WHAT YOU ARE ASKED TO DO
With pictures omitted, copy exactly the lines from the one containing "Expected: one point per instance of the white" through the end of the records below.

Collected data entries
----

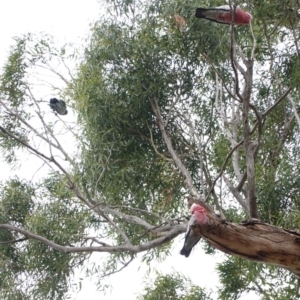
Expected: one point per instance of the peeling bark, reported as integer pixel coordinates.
(254, 240)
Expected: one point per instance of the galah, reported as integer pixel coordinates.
(192, 237)
(59, 106)
(222, 14)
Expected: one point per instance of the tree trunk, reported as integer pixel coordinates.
(254, 240)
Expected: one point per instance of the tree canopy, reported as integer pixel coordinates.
(165, 105)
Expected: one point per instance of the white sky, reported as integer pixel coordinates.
(68, 21)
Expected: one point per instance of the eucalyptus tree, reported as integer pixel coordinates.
(167, 105)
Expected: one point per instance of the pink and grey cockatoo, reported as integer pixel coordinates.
(222, 14)
(192, 237)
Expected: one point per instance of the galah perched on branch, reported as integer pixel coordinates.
(222, 14)
(59, 106)
(192, 237)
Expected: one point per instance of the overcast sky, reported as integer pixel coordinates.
(68, 21)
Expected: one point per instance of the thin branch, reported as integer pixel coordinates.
(178, 162)
(14, 241)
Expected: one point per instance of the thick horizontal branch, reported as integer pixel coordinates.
(254, 240)
(175, 231)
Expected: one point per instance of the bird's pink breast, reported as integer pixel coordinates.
(200, 217)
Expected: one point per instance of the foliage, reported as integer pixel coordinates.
(160, 106)
(173, 286)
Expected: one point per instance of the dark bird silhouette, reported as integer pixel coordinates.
(58, 106)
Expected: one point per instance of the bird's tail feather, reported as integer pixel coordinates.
(185, 252)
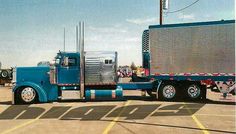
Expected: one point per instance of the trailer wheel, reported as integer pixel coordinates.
(151, 94)
(194, 92)
(27, 95)
(168, 92)
(4, 74)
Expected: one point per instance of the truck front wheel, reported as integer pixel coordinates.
(27, 95)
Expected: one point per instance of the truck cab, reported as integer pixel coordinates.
(61, 80)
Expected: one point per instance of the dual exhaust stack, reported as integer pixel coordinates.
(80, 49)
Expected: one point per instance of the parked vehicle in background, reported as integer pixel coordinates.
(5, 76)
(43, 64)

----

SOLUTION FOR THIS TASK
Expected: one point per instance of the white sky, reported as integer pixel coordinates.
(68, 21)
Expected: one point per instance of the eucalyptus tree, reported as integer pixel coordinates.
(167, 105)
Expected: one point per instance of the pink and grey cockatoo, reported as integer pixel coordinates.
(222, 14)
(192, 237)
Expected: one point per instance of the galah perched on branch, reported as integer pixel coordinates.
(222, 14)
(59, 106)
(192, 237)
Expected: one point per instance of the overcast sky, reported as integer pixel coordinates.
(68, 21)
Expected: one point per instance of the thin branch, reported as integer pixel coordinates.
(178, 162)
(14, 241)
Expected: one point per instance of the thick horizontal branch, reported as integer pixel coordinates.
(254, 240)
(175, 231)
Expected: one point per instance of the bird's pink breast, reported as integer pixel coordinates.
(200, 217)
Expected: one point per instance of the foliage, reported as integer pixel coordinates.
(160, 106)
(173, 286)
Expected: one point per instance of the dark bird silhouette, reported as integer pixel coordinates.
(58, 106)
Expected: one point per instance of the bird's tail feather, reported as integer pixel coordinates.
(185, 252)
Expected: one point per instance of the trailer wheel, reported as integer pixel coordinates.
(151, 94)
(194, 92)
(27, 95)
(168, 92)
(4, 74)
Expected: one point per instance of the truck front wheel, reported as integer pixel coordinates.
(27, 95)
Expected: one point per instance of the truck cab, reported as integer pixel coordinates.
(61, 80)
Expected: one point per instance of the dual exhaust stack, reported as integer pixel coordinates.
(80, 49)
Expected: one point per instance of the parked vehicle in background, reported as integer pixel coordinates.
(5, 76)
(43, 64)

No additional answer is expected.